## Written task A
In the photography tips, what device does the writer use to keep flowers steady in windy conditions?

## Reading passage

Do use a ring light to help freeze motion and add light to dark places. It also creates a catch light in the eyes of insects, which in turns creates volume.
Do use a small portable scrim to help diffuse and create even light on your subjects when shooting in harsh sunlight. This will increase detail in the shadow areas and reduce blown out highlights.
Do use a device to help keep your flowers steady in windy conditions. I use the Wimberley Plamp ™ to secure my flowers.
Do be aware of the direction of available light and use it to your advantage. For example if you are shooting at high noon, where the sunlight is directly above, shadows tend to be harsh. However if you use a reflector below your subject bouncing the light from above harsh shadows can be eliminated.
Do know your subject, whether you’re shooting flowers or insects, become familiar with the blooming habits and nesting periods of both to maximize your shooting time. I suggest purchasing a book of insects and flowers in your region.
Don’t go into the field unprepared. Create a checklist of items and be sure you have them with you before you leave.

Detection annotation records:
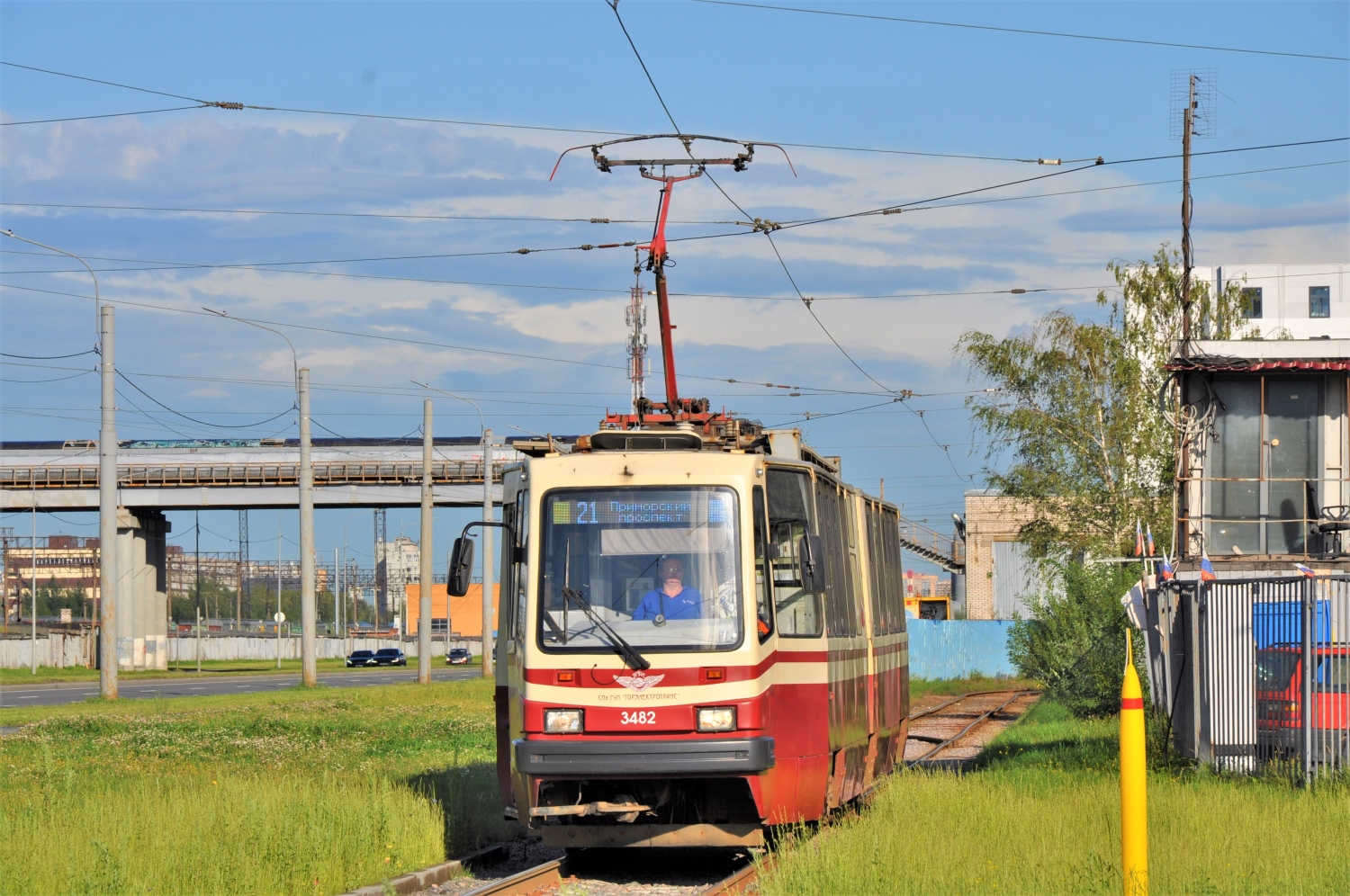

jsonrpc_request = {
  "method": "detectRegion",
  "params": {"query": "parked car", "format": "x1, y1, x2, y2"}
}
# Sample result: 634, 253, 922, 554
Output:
1257, 644, 1350, 764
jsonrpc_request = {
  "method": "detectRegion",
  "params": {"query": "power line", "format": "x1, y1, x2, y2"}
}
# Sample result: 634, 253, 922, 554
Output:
0, 202, 740, 225
693, 0, 1350, 62
0, 105, 205, 129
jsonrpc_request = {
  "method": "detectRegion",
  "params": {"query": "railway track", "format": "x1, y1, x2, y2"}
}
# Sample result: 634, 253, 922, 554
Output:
397, 688, 1040, 896
904, 688, 1040, 768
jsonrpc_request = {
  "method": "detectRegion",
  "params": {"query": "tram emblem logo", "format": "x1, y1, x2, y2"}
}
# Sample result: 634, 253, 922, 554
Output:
615, 669, 666, 691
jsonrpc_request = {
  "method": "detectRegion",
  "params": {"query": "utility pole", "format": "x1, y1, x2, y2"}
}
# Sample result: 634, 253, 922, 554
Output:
272, 510, 281, 669
99, 305, 118, 701
235, 510, 253, 620
1182, 75, 1198, 340
300, 367, 319, 688
481, 428, 493, 679
0, 231, 118, 701
29, 488, 36, 675
418, 399, 435, 685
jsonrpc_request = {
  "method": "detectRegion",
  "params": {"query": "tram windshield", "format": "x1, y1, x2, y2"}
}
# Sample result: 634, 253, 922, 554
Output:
539, 488, 742, 653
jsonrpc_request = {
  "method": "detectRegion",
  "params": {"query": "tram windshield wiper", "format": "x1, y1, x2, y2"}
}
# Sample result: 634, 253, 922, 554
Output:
563, 588, 652, 672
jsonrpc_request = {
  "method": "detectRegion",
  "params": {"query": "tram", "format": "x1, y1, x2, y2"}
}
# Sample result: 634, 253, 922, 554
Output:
450, 135, 909, 847
451, 420, 909, 847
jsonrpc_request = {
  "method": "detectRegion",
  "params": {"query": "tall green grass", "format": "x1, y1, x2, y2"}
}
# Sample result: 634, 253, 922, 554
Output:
763, 703, 1350, 896
0, 680, 518, 896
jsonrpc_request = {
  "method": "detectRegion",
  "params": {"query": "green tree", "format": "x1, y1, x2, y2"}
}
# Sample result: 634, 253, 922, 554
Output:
956, 245, 1245, 558
1009, 560, 1144, 717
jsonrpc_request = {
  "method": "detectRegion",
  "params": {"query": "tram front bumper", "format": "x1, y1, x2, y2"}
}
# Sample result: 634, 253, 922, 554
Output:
513, 737, 774, 777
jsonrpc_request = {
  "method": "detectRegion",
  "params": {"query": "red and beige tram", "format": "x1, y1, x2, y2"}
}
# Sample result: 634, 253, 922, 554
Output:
451, 415, 909, 847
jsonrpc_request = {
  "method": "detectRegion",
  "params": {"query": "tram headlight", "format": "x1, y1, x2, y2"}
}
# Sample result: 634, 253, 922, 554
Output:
698, 706, 736, 731
544, 710, 582, 734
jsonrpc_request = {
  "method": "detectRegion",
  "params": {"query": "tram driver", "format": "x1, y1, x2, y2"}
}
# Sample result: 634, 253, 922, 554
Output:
634, 558, 704, 623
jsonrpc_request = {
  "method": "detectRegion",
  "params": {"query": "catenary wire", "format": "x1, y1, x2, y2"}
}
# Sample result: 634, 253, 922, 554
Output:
0, 105, 207, 129
0, 62, 1039, 162
693, 0, 1350, 62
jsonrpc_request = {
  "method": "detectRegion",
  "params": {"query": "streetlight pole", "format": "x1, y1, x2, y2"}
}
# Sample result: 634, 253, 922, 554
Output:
202, 305, 319, 688
300, 367, 319, 688
410, 380, 494, 679
0, 231, 121, 701
418, 399, 435, 685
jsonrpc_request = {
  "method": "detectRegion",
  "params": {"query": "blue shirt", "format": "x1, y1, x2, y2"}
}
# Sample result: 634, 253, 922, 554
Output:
634, 588, 704, 620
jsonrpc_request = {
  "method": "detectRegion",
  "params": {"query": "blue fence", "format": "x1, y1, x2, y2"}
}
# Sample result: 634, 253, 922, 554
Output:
906, 620, 1014, 679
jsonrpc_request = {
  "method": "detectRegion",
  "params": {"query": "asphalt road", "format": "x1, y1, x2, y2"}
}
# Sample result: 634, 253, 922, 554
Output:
0, 658, 482, 718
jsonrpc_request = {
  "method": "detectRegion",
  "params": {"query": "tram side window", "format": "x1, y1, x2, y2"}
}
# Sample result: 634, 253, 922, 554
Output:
767, 467, 824, 639
815, 479, 858, 637
753, 486, 774, 644
502, 491, 529, 645
882, 509, 904, 634
867, 502, 891, 634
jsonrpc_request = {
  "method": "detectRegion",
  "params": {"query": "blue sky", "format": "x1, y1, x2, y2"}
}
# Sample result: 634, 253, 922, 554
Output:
0, 0, 1350, 567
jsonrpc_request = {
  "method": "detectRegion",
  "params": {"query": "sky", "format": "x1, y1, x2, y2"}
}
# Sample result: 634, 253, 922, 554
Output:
0, 0, 1350, 569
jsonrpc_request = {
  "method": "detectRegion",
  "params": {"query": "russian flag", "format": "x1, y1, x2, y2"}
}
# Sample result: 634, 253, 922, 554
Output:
1158, 553, 1176, 582
1201, 550, 1220, 582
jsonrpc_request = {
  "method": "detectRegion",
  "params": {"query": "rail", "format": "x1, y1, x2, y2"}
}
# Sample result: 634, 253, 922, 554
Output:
904, 690, 1040, 768
0, 461, 504, 491
901, 517, 966, 572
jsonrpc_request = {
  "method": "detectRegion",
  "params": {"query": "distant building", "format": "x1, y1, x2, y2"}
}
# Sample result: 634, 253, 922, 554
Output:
1195, 264, 1350, 339
966, 488, 1040, 620
408, 583, 501, 639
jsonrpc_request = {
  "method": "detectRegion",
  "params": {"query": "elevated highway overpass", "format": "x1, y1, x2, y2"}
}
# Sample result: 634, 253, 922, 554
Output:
0, 437, 534, 512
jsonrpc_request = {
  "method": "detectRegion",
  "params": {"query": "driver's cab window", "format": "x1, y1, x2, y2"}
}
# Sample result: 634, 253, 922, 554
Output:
767, 467, 823, 639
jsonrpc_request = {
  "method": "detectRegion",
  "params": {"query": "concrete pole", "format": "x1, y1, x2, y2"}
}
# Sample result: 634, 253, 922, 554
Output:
300, 367, 319, 688
272, 510, 281, 669
418, 399, 435, 685
29, 488, 36, 675
483, 429, 493, 679
99, 305, 118, 701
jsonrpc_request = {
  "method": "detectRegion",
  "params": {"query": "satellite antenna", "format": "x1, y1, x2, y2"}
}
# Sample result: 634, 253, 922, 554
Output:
548, 134, 796, 428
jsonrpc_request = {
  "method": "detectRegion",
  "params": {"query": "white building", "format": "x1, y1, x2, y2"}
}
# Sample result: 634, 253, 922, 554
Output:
375, 536, 421, 626
1195, 264, 1350, 339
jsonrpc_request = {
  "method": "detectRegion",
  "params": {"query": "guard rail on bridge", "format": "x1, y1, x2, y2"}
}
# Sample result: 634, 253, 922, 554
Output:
901, 517, 966, 574
0, 461, 501, 490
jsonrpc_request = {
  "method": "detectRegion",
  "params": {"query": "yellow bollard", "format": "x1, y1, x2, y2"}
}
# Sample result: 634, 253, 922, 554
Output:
1120, 629, 1149, 896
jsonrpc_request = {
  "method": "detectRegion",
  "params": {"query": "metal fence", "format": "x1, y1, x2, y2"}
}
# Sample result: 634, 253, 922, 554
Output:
1148, 577, 1350, 782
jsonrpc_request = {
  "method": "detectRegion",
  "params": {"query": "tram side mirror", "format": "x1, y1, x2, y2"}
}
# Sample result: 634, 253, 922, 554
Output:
799, 534, 825, 594
446, 536, 474, 598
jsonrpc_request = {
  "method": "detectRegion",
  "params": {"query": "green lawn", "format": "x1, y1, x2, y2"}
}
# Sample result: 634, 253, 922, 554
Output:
763, 701, 1350, 896
0, 679, 518, 896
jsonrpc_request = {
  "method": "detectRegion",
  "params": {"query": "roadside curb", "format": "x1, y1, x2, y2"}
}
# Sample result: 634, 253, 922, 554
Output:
342, 844, 504, 896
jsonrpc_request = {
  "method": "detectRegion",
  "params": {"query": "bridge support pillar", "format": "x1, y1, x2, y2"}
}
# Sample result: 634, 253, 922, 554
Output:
116, 507, 169, 669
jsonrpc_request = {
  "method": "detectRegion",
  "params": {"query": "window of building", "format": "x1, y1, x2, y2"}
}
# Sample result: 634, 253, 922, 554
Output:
1309, 286, 1331, 318
1242, 286, 1261, 318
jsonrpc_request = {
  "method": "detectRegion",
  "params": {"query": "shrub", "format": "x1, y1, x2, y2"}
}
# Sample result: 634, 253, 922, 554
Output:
1009, 560, 1148, 717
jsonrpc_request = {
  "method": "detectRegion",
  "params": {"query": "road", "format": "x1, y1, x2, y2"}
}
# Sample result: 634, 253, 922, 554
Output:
0, 667, 482, 718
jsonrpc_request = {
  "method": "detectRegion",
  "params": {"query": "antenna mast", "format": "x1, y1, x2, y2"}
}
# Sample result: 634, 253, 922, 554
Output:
624, 283, 648, 412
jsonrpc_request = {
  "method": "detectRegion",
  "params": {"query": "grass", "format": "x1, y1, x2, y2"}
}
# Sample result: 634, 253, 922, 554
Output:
0, 679, 518, 896
763, 701, 1350, 896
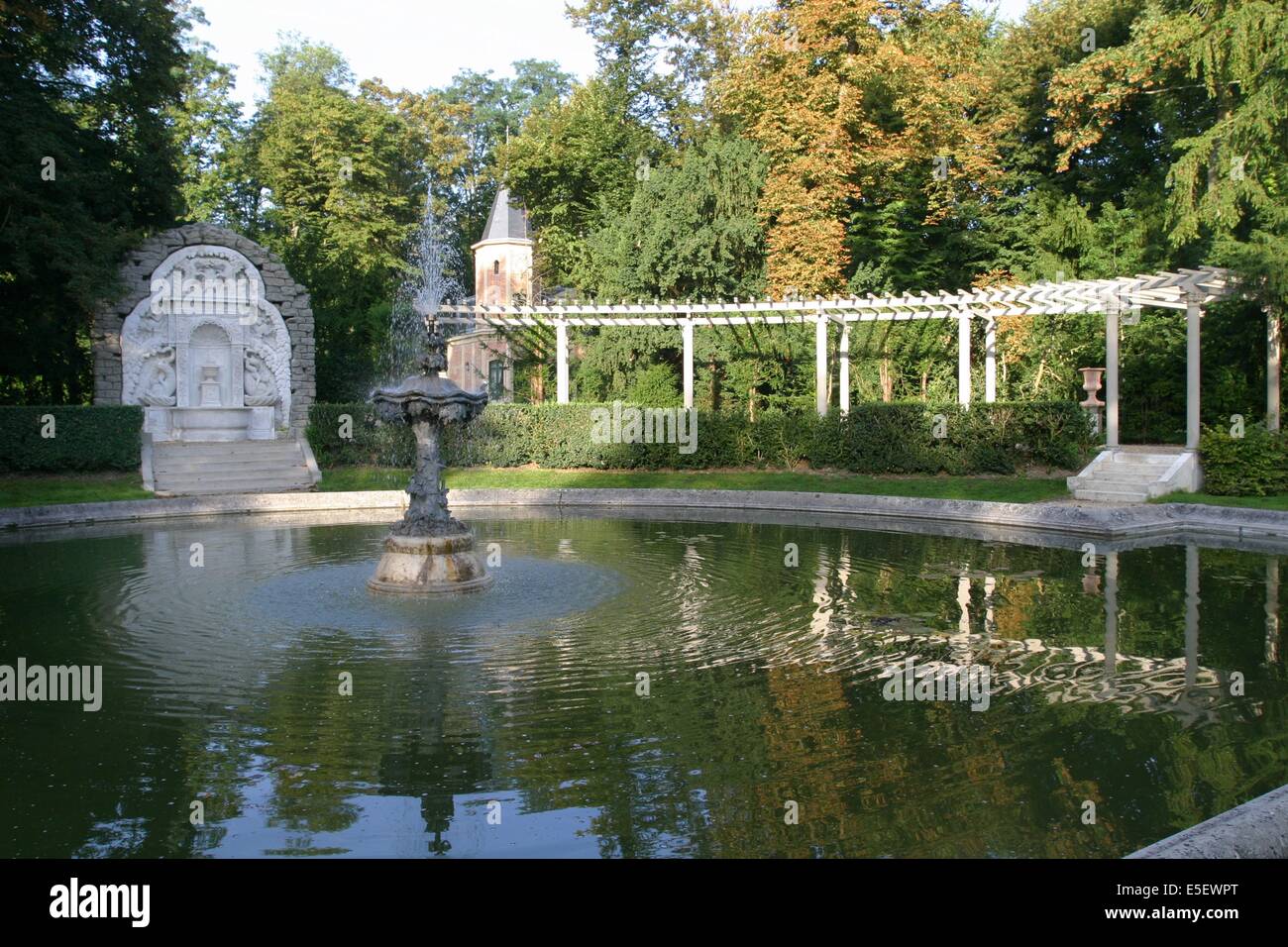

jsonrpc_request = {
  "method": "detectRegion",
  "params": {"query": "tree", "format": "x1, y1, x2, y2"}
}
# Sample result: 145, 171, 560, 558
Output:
717, 0, 1009, 295
246, 38, 425, 398
0, 0, 184, 403
1051, 0, 1288, 303
501, 78, 667, 287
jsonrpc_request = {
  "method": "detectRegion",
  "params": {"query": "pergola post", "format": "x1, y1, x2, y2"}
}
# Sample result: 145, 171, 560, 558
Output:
984, 316, 997, 404
841, 322, 850, 415
814, 309, 827, 415
1105, 305, 1118, 447
1185, 544, 1199, 686
1105, 553, 1118, 683
1266, 305, 1283, 430
555, 322, 568, 404
680, 318, 693, 407
957, 312, 970, 407
1185, 296, 1203, 451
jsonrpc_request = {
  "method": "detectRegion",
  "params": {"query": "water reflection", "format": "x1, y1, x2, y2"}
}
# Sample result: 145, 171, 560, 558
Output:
0, 518, 1288, 857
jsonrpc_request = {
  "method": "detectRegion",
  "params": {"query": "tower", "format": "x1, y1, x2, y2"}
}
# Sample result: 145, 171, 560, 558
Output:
447, 185, 533, 402
471, 184, 532, 305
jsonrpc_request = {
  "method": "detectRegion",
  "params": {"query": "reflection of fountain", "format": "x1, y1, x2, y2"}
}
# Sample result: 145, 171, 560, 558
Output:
368, 186, 492, 592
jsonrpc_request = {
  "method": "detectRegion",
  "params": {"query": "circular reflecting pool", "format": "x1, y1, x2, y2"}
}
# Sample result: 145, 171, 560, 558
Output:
0, 517, 1288, 857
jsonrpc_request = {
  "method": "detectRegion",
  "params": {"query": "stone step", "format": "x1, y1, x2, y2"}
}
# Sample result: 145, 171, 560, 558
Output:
152, 441, 301, 460
145, 440, 313, 496
1109, 455, 1176, 471
156, 480, 312, 496
1073, 487, 1149, 502
156, 475, 313, 493
1082, 473, 1158, 489
152, 451, 304, 471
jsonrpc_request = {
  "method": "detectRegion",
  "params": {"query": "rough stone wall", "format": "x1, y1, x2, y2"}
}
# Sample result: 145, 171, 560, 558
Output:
91, 224, 317, 437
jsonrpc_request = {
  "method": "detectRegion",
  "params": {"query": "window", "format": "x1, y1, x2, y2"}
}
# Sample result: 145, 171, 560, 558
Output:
486, 359, 505, 401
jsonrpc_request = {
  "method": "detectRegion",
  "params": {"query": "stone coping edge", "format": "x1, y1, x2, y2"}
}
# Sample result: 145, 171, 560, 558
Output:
1127, 786, 1288, 858
0, 488, 1288, 540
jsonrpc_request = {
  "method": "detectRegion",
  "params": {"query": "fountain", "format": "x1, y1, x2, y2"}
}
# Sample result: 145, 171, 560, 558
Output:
368, 194, 492, 594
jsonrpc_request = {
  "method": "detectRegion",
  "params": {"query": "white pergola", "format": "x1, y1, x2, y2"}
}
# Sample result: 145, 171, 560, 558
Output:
439, 266, 1279, 450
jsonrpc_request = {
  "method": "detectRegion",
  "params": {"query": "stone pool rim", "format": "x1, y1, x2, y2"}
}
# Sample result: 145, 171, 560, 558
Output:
0, 488, 1288, 541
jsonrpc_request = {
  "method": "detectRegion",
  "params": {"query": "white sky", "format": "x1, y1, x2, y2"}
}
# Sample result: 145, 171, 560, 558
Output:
197, 0, 1027, 106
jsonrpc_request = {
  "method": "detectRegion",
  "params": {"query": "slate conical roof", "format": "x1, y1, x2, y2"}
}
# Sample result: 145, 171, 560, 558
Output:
480, 184, 529, 243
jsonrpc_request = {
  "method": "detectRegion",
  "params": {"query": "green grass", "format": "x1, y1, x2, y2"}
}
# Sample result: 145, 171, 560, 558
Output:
1151, 493, 1288, 510
318, 467, 1068, 502
0, 473, 152, 507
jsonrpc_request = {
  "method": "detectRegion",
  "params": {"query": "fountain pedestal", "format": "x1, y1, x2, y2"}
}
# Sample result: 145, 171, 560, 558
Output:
368, 531, 492, 595
368, 322, 492, 595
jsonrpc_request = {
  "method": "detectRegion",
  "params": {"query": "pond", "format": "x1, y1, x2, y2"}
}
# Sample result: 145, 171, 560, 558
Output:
0, 510, 1288, 857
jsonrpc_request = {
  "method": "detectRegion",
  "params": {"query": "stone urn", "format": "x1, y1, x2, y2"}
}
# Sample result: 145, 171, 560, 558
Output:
1078, 368, 1105, 408
368, 321, 492, 595
1078, 368, 1105, 436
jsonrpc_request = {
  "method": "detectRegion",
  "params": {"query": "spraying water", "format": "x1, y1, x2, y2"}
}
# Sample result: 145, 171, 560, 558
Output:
380, 179, 465, 384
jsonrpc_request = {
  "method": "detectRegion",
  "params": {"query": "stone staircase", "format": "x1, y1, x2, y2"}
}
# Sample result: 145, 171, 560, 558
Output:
1069, 446, 1199, 502
145, 440, 321, 496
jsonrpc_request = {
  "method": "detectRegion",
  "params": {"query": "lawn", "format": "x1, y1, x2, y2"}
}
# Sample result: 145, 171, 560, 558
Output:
1153, 493, 1288, 510
318, 467, 1068, 502
0, 473, 152, 507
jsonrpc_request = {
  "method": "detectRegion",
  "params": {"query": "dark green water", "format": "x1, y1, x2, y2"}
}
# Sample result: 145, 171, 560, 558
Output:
0, 519, 1288, 857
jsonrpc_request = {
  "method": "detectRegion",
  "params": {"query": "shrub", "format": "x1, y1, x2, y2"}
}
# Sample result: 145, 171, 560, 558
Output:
308, 402, 1091, 474
0, 404, 143, 473
1199, 424, 1288, 496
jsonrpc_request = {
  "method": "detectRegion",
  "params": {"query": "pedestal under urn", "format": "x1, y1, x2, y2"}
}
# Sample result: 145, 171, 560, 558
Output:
368, 321, 492, 595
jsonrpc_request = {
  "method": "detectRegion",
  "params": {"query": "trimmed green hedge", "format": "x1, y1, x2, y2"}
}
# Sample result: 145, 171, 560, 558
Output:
0, 404, 143, 473
1199, 424, 1288, 496
308, 402, 1092, 474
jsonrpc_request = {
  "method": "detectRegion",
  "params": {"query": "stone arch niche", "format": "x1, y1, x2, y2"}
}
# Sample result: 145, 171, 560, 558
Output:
94, 224, 316, 441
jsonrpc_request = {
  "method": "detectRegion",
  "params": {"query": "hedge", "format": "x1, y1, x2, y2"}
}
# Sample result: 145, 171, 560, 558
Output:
1199, 424, 1288, 496
0, 404, 143, 473
308, 402, 1092, 474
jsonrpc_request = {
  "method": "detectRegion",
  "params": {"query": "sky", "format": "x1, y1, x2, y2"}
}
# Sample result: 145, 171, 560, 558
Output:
197, 0, 1027, 111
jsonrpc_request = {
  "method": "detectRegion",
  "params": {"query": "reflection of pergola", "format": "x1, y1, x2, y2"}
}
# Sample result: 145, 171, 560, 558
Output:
443, 266, 1279, 449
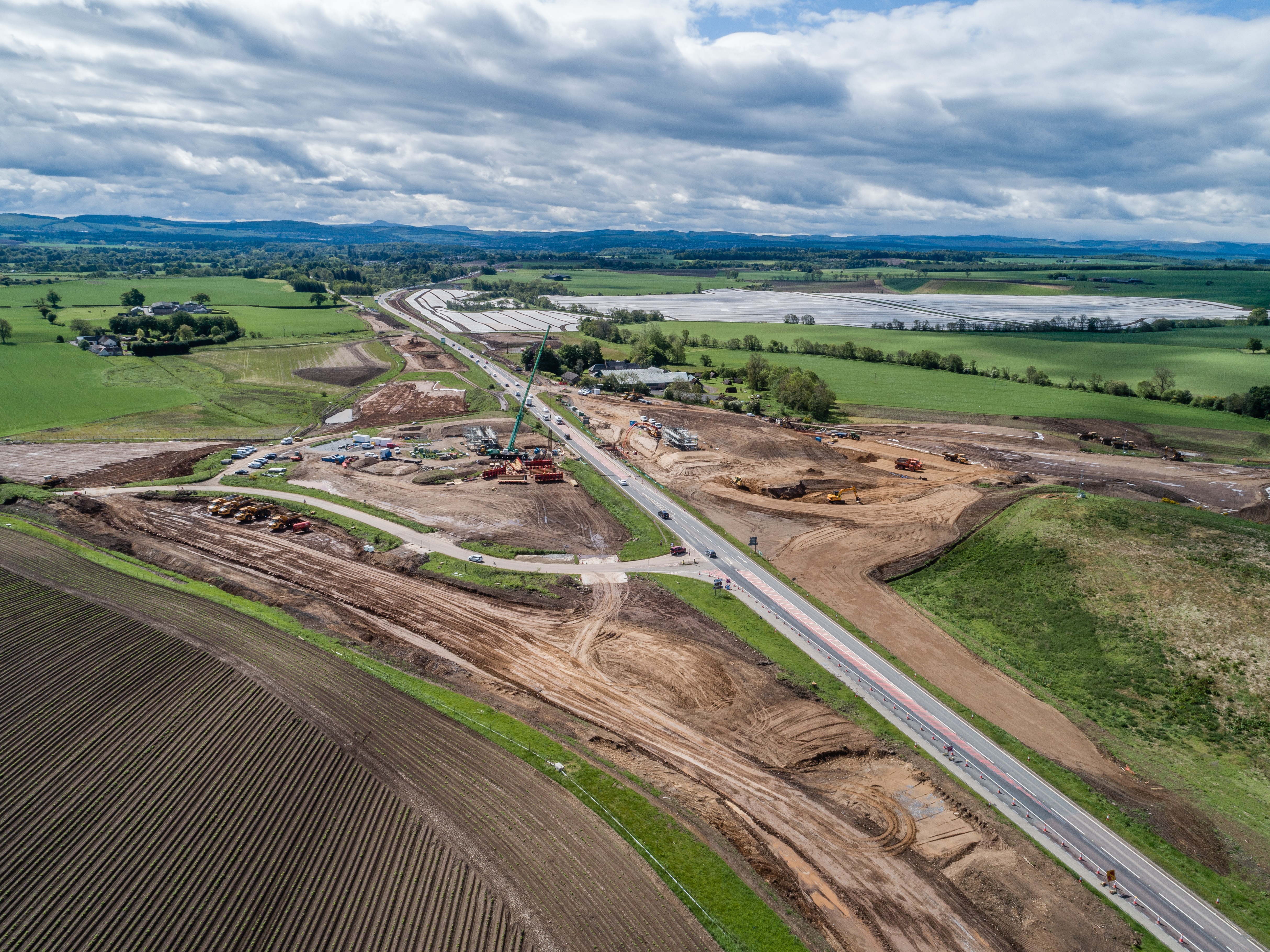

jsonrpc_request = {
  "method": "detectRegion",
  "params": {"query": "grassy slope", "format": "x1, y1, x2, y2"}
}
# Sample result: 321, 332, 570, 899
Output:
640, 574, 1165, 949
895, 494, 1270, 939
560, 461, 679, 562
0, 519, 805, 952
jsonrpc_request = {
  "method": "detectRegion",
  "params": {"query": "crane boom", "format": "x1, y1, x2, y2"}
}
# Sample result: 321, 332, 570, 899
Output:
500, 324, 551, 457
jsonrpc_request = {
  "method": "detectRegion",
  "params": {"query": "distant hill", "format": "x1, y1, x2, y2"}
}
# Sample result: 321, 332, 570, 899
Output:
0, 212, 1270, 259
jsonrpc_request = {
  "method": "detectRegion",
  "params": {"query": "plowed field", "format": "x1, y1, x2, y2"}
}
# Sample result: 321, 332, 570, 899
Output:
74, 499, 1143, 952
0, 532, 711, 952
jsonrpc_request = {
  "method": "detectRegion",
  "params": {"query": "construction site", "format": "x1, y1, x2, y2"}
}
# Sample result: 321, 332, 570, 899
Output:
9, 330, 1265, 952
5, 492, 1132, 951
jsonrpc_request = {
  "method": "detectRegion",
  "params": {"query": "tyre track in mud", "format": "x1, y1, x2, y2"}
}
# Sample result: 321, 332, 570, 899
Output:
109, 500, 1008, 952
0, 533, 714, 952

## Written task B
Set down the lines of the listing exactly, from its first line through the line holding "904, 688, 1040, 768", with both ends included. Leave the pictures out.

## Right answer A
The Wimberley Plamp™.

## Right answer B
jsonrpc_request = {
  "method": "detectRegion",
  "params": {"query": "parked car", "format": "x1, y1, x2, y2"}
}
# Sample result: 634, 253, 922, 554
Output:
1257, 644, 1350, 764
jsonrpc_request = {
  "method": "detectRegion",
  "params": {"query": "power line", "format": "x1, y1, x2, y2"}
}
# Sample result: 634, 253, 922, 554
Output:
0, 202, 740, 225
693, 0, 1350, 62
0, 105, 205, 129
jsonrpc_request = {
  "method": "detectRegion",
  "params": {"query": "railway track", "format": "x1, y1, x2, y2"}
}
# Sample result: 634, 253, 922, 554
Output:
397, 688, 1040, 896
904, 688, 1040, 768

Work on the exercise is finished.